--- Page extract ---
FreeBSD Capsicum vs. Linux Seccomp Process Sandboxing

Posted by vermaden 1 day ago

Comments

Comment by brynet 1 day ago

EDIT: Article seems to have been updated to remove mention of Chromium.

This article contains a lot of errors, for example Chromium on FreeBSD does NOT use Capsicum, it never has. That was experimental and invasive work done 17 years ago that was NEVER committed to their official ports repository. In fact, not a single browser on FreeBSD uses Capsicum or any form of sandboxing _at all_.

https://github.com/rwatson/chromium-capsicum

https://www.freshports.org/www/chromium/

https://cgit.freebsd.org/ports/log/www/chromium/Makefile?qt=...

Contrast that with OpenBSD, where the Chromium port has used pledge(2) since January 2016, and unveil(2) since 2018. Both are enabled by default. Mozilla Firefox ports also use both pledge and unveil since 2018-2019, with refinements over the years.

https://marc.info/?l=openbsd-ports-cvs&m=145211683609002&w=2

https://marc.info/?l=openbsd-ports-cvs&m=153250162128188&w=2

OpenBSD's fork of tcpdump has been privsep for ~22 years, and its packet parser runs with no privileges. It's pledged tightly "stdio" and has no network/filesystem access, and uses OpenBSD specific innovations like bpf descriptor locking (BIOCLOCK) missing from both FreeBSD/Linux tcpdump today (despite FreeBSD adding the ioctl in 2005).

--- Provided records ---

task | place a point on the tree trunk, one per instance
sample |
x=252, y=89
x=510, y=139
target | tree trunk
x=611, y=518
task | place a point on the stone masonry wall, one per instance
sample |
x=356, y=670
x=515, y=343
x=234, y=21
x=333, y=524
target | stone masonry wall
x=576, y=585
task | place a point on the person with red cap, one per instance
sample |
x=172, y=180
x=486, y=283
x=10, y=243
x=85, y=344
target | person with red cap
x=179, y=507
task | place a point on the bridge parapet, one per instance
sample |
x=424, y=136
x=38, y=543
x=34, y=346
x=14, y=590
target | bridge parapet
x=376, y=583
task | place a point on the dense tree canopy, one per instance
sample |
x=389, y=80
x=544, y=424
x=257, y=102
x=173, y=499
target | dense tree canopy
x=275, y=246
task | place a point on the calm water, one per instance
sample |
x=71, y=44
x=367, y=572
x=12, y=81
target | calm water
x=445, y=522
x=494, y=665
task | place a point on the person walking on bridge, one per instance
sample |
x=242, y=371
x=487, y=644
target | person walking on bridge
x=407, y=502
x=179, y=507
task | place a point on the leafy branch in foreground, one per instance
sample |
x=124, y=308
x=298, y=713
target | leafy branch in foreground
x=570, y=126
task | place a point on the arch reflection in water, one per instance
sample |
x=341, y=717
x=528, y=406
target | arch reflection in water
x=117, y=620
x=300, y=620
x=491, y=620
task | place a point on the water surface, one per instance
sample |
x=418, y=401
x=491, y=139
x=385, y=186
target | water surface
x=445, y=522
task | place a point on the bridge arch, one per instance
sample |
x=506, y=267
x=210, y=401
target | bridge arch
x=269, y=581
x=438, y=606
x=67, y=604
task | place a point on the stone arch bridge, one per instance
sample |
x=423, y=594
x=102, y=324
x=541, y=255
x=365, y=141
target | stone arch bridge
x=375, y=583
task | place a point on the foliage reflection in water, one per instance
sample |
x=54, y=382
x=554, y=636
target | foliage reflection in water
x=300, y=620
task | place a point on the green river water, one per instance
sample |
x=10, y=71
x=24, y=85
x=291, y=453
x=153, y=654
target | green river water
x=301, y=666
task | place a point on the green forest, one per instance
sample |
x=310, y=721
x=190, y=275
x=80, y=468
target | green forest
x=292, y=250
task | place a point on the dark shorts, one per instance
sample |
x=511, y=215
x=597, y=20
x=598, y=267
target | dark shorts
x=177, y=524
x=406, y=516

--- Tasks ---
• a. According to the sandboxing thread, why does Chromium on FreeBSD not use Capsicum, even though Capsicum work for Chromium existed? Answer in one to three sentences.
• b. Resume the sandboxing thread after its final sentence.

--- Task-by-task outputs ---
• a. The Capsicum work for Chromium was experimental and invasive, and it was done 17 years ago. It was never committed to FreeBSD's official ports repository, so the Chromium port has never used Capsicum.

• b.
In the years since it was added, the reason Capsicum has only been applied to a handful of utilities is because it's a tree barren of decades worth of incremental work on privilege separation and security research.

Comment by limagnolia 1 day ago

I would like to see a comparison of capsicum and pledge/unveil. Is capsicum much more difficult to use? Is it inherently less secure?

Comment by brynet 1 day ago

It's very difficult to reason about, for instance compare the OpenSSH sshd sandbox implementations.

https://github.com/openssh/openssh-portable/blob/master/sshd...

https://github.com/openssh/openssh-portable/blob/master/sand...

w/ Capsicum, beyond faffing around with some file descriptors, it's unclear what security cap_enter() adds:

https://github.com/openssh/openssh-portable/blob/master/sand...

Comment by brynet 1 day ago

> EDIT: Article seems to have been updated to remove mention of Chromium.

Archive: https://archive.ph/rLmTq

Comment by PeterWhittaker 1 day ago

Interesting article, but it compares apples to a fruit stand: The approach could be improved by comparing Capsicum to using seccomp in the same way.

Sometime ago I wrote a library for a customer that did exactly that: Open a number of resources, e.g., stdin, stdout, stderr, a pipe or two, a socket or two, make the seccomp calls necessary to restrict the use of read/write/etc. to the associated file descriptors, then lock out all other system calls - which includes seccomp-related calls.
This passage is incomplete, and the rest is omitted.